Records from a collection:
::::
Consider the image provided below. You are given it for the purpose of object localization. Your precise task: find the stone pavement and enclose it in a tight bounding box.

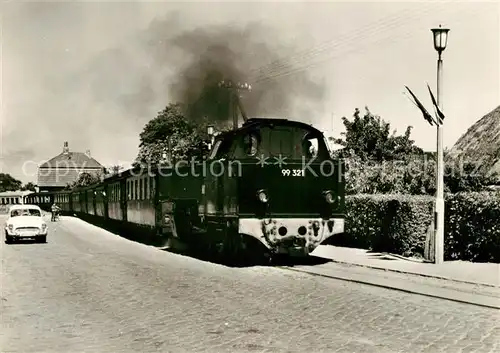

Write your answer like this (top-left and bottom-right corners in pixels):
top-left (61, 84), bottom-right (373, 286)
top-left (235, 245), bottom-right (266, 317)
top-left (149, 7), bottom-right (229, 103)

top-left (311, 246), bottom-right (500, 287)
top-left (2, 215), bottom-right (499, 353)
::::
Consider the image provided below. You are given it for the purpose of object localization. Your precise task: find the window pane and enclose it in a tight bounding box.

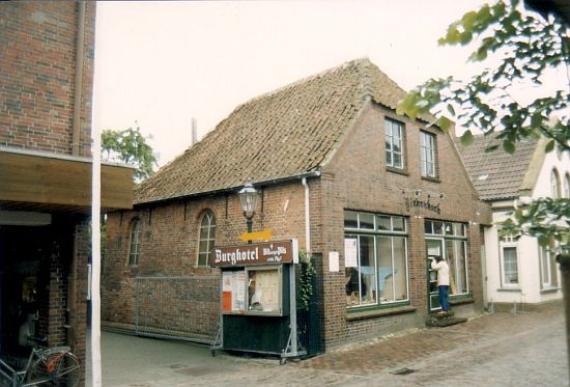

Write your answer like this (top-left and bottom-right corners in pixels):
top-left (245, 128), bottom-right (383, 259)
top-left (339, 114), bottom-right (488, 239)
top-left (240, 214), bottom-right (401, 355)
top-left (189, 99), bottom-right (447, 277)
::::
Extract every line containing the string "find" from the data above.

Consider the image provided below. You are given it for the purpose of object localization. Your precise task: find the stone pavement and enclose it in a tight bounding box.
Consider the image provided below. You are given it for the purpose of object localization. Your precise task: find the window pane and enclose it in a tight bounding box.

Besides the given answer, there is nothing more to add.